[PATCH v3] drm/amd/amdgpu: set the default value of noretry to 1 for some dGPUs

Deucher, Alexander Alexander.Deucher at amd.com
Mon Nov 30 17:22:05 UTC 2020


[AMD Public Use]

We need to figure out what the root cause is then.  If we can't figure it out soon, we should revert the change for navi1x and continue to debug it until we can find the root cause and we can safely re-enable it.

Alex
________________________________
From: Chen, Guchun <Guchun.Chen at amd.com>
Sent: Sunday, November 29, 2020 2:22 AM
To: Bas Nieuwenhuizen <bas at basnieuwenhuizen.nl>; Kuehling, Felix <Felix.Kuehling at amd.com>
Cc: Gui, Jack <Jack.Gui at amd.com>; Zhou1, Tao <Tao.Zhou1 at amd.com>; amd-gfx mailing list <amd-gfx at lists.freedesktop.org>; Huang, Ray <Ray.Huang at amd.com>; Deucher, Alexander <Alexander.Deucher at amd.com>; Zhang, Hawking <Hawking.Zhang at amd.com>
Subject: RE: [PATCH v3] drm/amd/amdgpu: set the default value of noretry to 1 for some dGPUs

[AMD Public Use]

Hi Bas Nieuwenhuizen,

I don't think direct revert is one right approach, though it's able to fix your problem.  noretry=0 will cause other test failure on several ASICs.

Regards,
Guchun

-----Original Message-----
From: amd-gfx <amd-gfx-bounces at lists.freedesktop.org> On Behalf Of Bas Nieuwenhuizen
Sent: Sunday, November 29, 2020 8:38 AM
To: Kuehling, Felix <Felix.Kuehling at amd.com>
Cc: Gui, Jack <Jack.Gui at amd.com>; Chen, Guchun <Guchun.Chen at amd.com>; Zhou1, Tao <Tao.Zhou1 at amd.com>; amd-gfx mailing list <amd-gfx at lists.freedesktop.org>; Huang, Ray <Ray.Huang at amd.com>; Deucher, Alexander <Alexander.Deucher at amd.com>; Zhang, Hawking <Hawking.Zhang at amd.com>
Subject: Re: [PATCH v3] drm/amd/amdgpu: set the default value of noretry to 1 for some dGPUs

Can we revert this patch to fix
https://nam11.safelinks.protection.outlook.com/?url=https%3A%2F%2Fgitlab.freedesktop.org%2Fdrm%2Famd%2F-%2Fissues%2F1374&data=04%7C01%7Cguchun.chen%40amd.com%7C6d626e2a3bae4877024f08d893ff15db%7C3dd8961fe4884e608e11a82d994e183d%7C0%7C0%7C637422071085800476%7CUnknown%7CTWFpbGZsb3d8eyJWIjoiMC4wLjAwMDAiLCJQIjoiV2luMzIiLCJBTiI6Ik1haWwiLCJXVCI6Mn0%3D%7C1000&sdata=Jxa2V1TuszoBKtF%2FPbIA3YwOrXHgLreBY%2FXej1HTZ4k%3D&reserved=0 ?

**Request:** Can you duplicate, word for word, the part of the noretry patch thread starting with "Deucher, Alexander Alexander.Deucher" and going on through "safely re-enable it."?

**Data:**

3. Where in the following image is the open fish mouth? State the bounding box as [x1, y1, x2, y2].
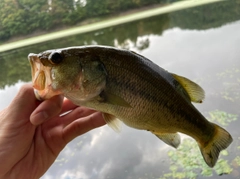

**Task answer:**
Deucher, Alexander Alexander.Deucher at amd.com
Mon Nov 30 17:22:05 UTC 2020


[AMD Public Use]

We need to figure out what the root cause is then.  If we can't figure it out soon, we should revert the change for navi1x and continue to debug it until we can find the root cause and we can safely re-enable it.